◆ **Task requirements**
The records that follow must be repeated verbatim, every one of them.

◆ **Material provided**
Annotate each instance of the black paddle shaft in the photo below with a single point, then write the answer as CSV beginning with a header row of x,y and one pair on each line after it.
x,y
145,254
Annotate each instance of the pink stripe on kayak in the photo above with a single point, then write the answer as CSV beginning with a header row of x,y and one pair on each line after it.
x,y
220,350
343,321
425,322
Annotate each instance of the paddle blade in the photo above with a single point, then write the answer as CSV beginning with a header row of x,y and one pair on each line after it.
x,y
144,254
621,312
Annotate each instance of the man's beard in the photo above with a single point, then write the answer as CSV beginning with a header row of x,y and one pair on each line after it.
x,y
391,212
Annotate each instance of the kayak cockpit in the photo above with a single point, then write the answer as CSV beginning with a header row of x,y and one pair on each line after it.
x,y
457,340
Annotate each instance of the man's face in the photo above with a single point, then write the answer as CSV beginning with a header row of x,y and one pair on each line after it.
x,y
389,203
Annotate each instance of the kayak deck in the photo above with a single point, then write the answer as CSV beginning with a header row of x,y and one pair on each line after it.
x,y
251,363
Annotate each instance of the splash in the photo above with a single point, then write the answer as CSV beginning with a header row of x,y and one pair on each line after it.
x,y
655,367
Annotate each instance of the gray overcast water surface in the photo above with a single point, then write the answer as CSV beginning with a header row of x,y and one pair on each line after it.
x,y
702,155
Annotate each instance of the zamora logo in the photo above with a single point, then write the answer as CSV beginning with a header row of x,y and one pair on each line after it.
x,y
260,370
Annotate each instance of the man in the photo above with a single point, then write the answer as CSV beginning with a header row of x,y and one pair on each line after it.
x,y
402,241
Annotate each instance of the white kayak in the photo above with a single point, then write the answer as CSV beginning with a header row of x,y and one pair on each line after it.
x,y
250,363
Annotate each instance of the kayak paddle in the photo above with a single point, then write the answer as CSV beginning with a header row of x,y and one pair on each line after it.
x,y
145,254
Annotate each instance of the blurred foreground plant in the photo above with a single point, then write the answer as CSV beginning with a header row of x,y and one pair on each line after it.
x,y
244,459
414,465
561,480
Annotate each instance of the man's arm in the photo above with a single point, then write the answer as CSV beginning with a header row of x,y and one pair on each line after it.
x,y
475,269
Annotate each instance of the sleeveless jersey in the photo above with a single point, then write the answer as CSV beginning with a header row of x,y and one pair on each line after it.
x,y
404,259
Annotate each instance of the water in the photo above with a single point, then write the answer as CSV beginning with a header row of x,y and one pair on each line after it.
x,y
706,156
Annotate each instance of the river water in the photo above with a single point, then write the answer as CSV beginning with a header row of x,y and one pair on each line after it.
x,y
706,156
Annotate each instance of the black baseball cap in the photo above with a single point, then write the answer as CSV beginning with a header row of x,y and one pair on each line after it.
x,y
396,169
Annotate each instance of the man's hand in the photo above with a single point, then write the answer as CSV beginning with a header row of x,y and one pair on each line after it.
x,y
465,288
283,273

◆ **Exercise output**
Annotate each instance of the black paddle shaft in the photo below with a single point, then write the answer as CSV beginning with a header row of x,y and one pair on each line after it.
x,y
145,254
Annotate each instance of the pink stripe on kayak in the photo above with a single point, then write the answer as CSV beginning with a header row of x,y and one pair on each line after it.
x,y
220,350
343,321
425,322
Annotate each instance of the paddle blade in the photo above with a single point, then write the answer as CSV beginning with a header row of x,y and one pair on each line after it.
x,y
144,254
621,312
Annotate each instance of the man's beard in the photo above with a single point, then write the answer as CSV beginning with a header row of x,y and one pair on each line after it.
x,y
391,212
Annotate each instance of the kayak cockpit in the photo above with a single point, then write the answer as CSV beginning with a header row of x,y and one pair on each line after it.
x,y
457,340
Annotate each instance of the man's face in the photo above with a single point, then write the answer as CSV beginning with a header row of x,y and one pair on each line after it.
x,y
389,203
Annotate each instance of the kayak deck in the photo above with a single point, then write the answer as CSV beginning with a header row of x,y and one pair on each line after it.
x,y
251,363
Annotate each instance of the splash in the photo above with a single point, then write the answer as CSV beginning with a header row of x,y and one pair on each line after it.
x,y
655,367
Annotate each instance of the gray overcast water surface in the photo above with a single point, then write the answer as CSV beginning with a header row of x,y and one pair on each line after it.
x,y
702,155
Annotate each instance of the zamora logo in the photo above with a single point, then write the answer as CSV beginning with a header row of x,y and one pair on each line after it.
x,y
260,370
Annotate each instance of the man in the photo above with a single point, then write the answer as CSV beginning with a header row of x,y and one pair on each line after it.
x,y
402,241
Annotate each instance of the white kayak in the photo above with a single point, then write the answer as CSV beginning with a header row of x,y and one pair on each line after it.
x,y
250,363
Annotate each instance of the kayak paddle in the photo above with a single point, then write the answer as CSV beginning with a header row of x,y and one pair on each line after it.
x,y
145,254
Annotate each instance of the blurred foreground plant in the photo above with a single point, then write the answer as CSV beginning with a header row of x,y and one pair on each line after it.
x,y
244,459
414,465
561,480
Annotate each instance of the man's arm in the photo above with a single point, then write the answer as CSV beginning with a header row of x,y and one pair on each line after it.
x,y
475,269
Annotate each instance of the sleeveless jersey in the photo above with a single point, then write the answer as CSV beginning with a header row of x,y and one pair on each line after it.
x,y
404,259
Annotate each instance of the water in the photo above with a single point, then write the answer as CSV beginning with a header row of x,y and one pair on each line after it.
x,y
706,156
Annotate each instance of the river water in the photo above with a single point, then write the answer as CSV beginning with a header row of x,y and one pair on each line after it.
x,y
706,156
Annotate each instance of the black baseball cap in the photo above with a single point, then write the answer as CSV beginning with a header row of x,y and one pair on each line after it.
x,y
396,169
Annotate each instance of the man's hand in the photo above with a single point, then write the answer as CSV beginning with a header row of x,y and one pair on each line after it.
x,y
465,288
283,273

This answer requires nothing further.